[指点与标注条目]:
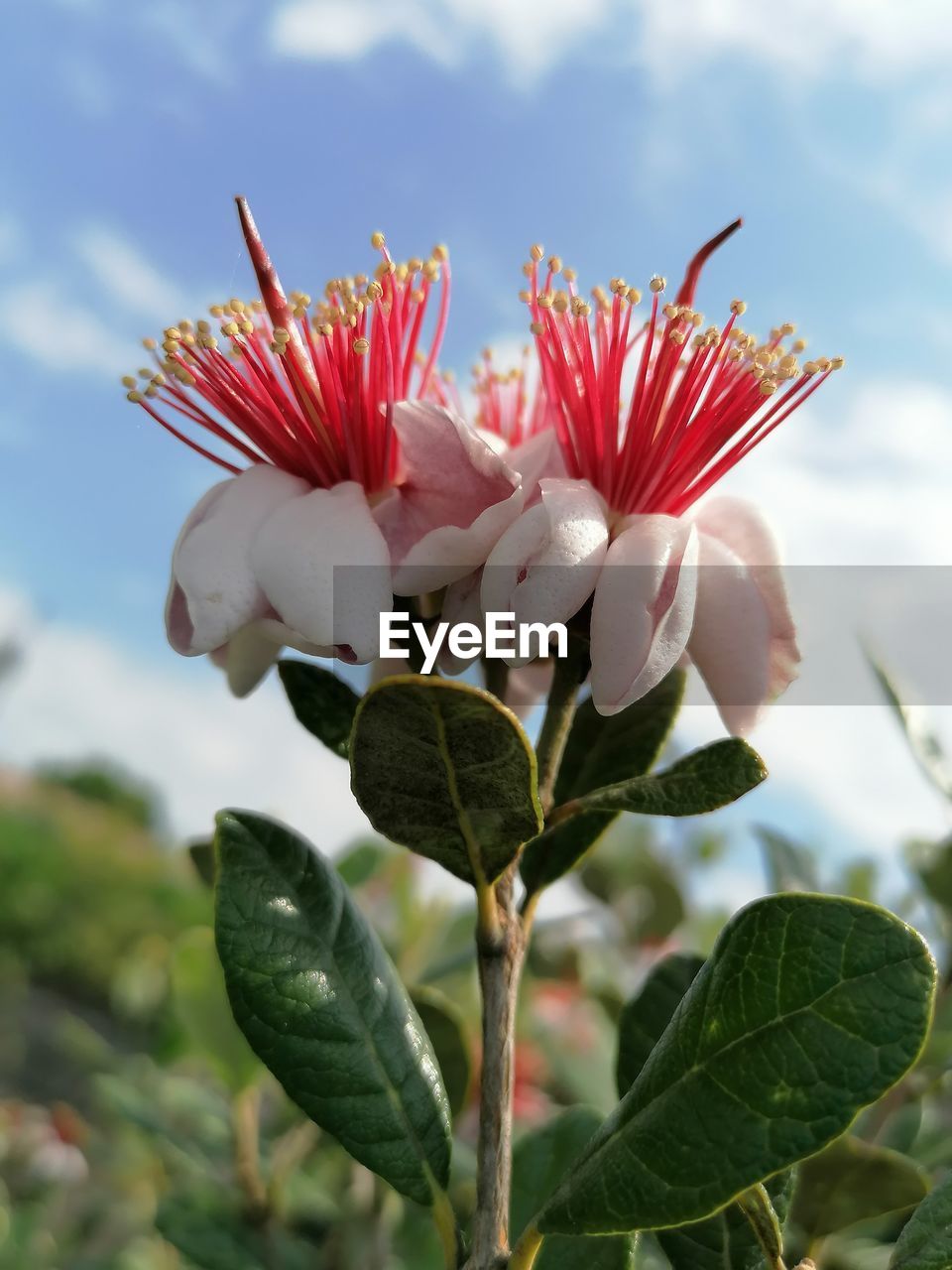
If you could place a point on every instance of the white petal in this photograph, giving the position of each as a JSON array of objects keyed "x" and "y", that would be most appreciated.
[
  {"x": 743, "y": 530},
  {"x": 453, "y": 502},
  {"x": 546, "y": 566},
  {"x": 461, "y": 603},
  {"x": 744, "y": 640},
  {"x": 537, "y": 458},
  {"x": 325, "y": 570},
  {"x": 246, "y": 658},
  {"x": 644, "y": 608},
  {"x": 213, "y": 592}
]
--
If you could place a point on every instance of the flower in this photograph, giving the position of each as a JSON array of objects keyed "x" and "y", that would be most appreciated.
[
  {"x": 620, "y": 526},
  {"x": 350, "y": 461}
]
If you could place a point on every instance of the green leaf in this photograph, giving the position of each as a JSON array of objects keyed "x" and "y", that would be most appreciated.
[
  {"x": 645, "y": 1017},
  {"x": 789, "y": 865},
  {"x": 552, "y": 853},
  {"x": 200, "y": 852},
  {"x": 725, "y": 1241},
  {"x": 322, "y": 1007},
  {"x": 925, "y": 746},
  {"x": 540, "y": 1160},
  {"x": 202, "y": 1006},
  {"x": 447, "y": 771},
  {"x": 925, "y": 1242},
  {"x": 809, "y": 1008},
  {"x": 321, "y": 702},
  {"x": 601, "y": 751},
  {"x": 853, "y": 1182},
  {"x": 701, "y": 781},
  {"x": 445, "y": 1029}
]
==
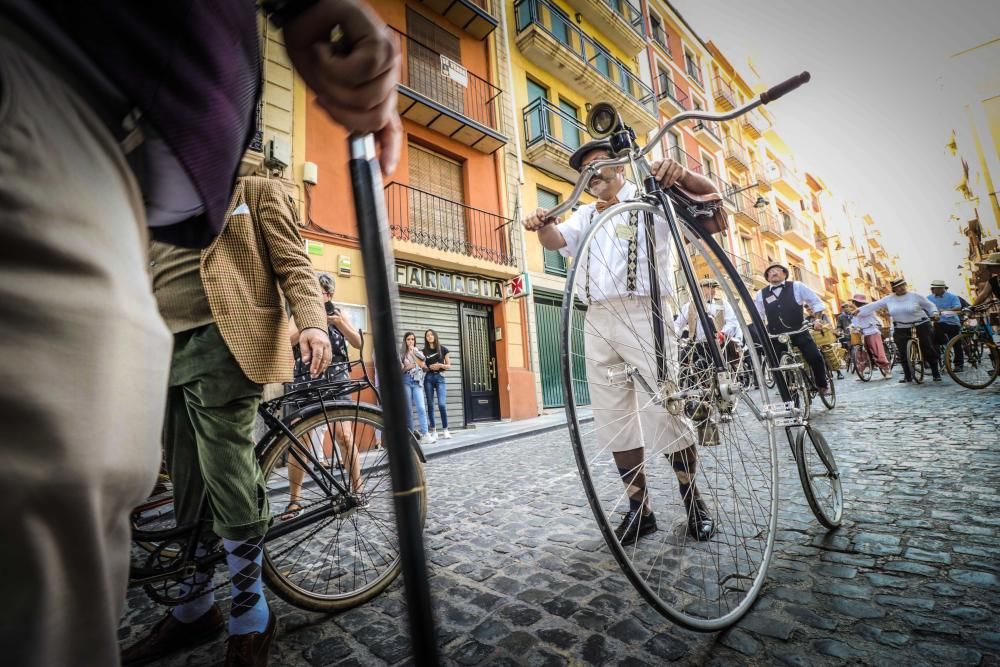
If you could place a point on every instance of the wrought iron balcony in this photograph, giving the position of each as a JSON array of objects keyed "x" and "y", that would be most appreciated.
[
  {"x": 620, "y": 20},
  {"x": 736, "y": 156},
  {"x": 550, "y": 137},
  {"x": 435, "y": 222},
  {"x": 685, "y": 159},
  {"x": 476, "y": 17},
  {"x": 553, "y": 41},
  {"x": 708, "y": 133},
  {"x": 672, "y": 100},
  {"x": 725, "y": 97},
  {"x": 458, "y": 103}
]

[练习目标]: 收集数据中所有含有字符串“leaf”的行，并逐行原样抄出。匹配时区分大小写。

[任务答复]:
If you could place a point on every instance of the green leaf in this photograph, giving the position of each as a JSON array of objects keyed "x" and "y", that would be most appreciated.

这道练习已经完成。